**Work task**.
Answer these questions from the article on the Wisconsin national debt forums.
(a) How many Wisconsin forums on the national debt does the article say there are?
(b) Whose byline does the article carry?
(c) Which two programs does the panel say a rapidly aging population has put on an unsustainable path?

**Excerpt**.

# # # # #

Published September 29, 2010, 12:04 PM

UW campuses hold national debt events

The first of three Wisconsin forums on the national debt drew audiences to several UW campuses last night. They listened to a bipartisan panel of experts, who described the debt as a crisis with no easy solutions.

By: Glen Moberg, Wisconsin Public Radio, Superior Telegram

(UNDATED) The first of three Wisconsin forums on the national debt drew audiences to several UW campuses last night. They listened to a bipartisan panel of experts, who described the debt as a crisis with no easy solutions.

Paul Bixby of the bipartisan Concord Coalition, Alice Rivlin, a Democrat on President Obama's Debt Commission, and Brian Riedl of the conservative Heritage Foundation found some common ground despite their political differences. All three agreed that the debt is a moral issue that will affect future generations, that there are no easy fixes like cutting waste or growing the economy, and that a rapidly-aging population has put Social Security and Medicare on an unsustainable path.

# # # # #

**Available data**.

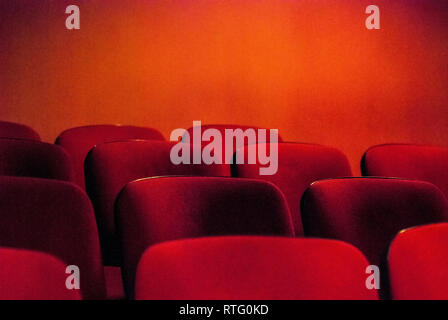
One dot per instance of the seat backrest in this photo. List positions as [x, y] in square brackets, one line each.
[418, 262]
[427, 163]
[155, 210]
[33, 275]
[298, 166]
[369, 212]
[28, 158]
[17, 131]
[247, 131]
[78, 141]
[110, 166]
[252, 268]
[55, 217]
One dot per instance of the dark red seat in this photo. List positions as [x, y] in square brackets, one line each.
[55, 217]
[369, 212]
[298, 166]
[155, 210]
[32, 275]
[30, 158]
[418, 263]
[17, 131]
[78, 141]
[110, 166]
[427, 163]
[252, 268]
[236, 144]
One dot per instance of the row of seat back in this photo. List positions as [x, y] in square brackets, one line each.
[55, 217]
[427, 163]
[241, 268]
[33, 275]
[30, 158]
[299, 165]
[78, 141]
[391, 160]
[110, 166]
[155, 210]
[369, 212]
[17, 131]
[252, 268]
[418, 262]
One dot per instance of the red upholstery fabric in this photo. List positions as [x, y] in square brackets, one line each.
[78, 141]
[298, 166]
[418, 263]
[17, 131]
[110, 166]
[252, 268]
[32, 275]
[30, 158]
[154, 210]
[425, 163]
[55, 217]
[114, 283]
[369, 212]
[221, 128]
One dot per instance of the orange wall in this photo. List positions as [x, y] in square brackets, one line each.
[309, 68]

# # # # #

**Task solution**.
(a) Three.
(b) Glen Moberg, Wisconsin Public Radio, Superior Telegram.
(c) Social Security and Medicare.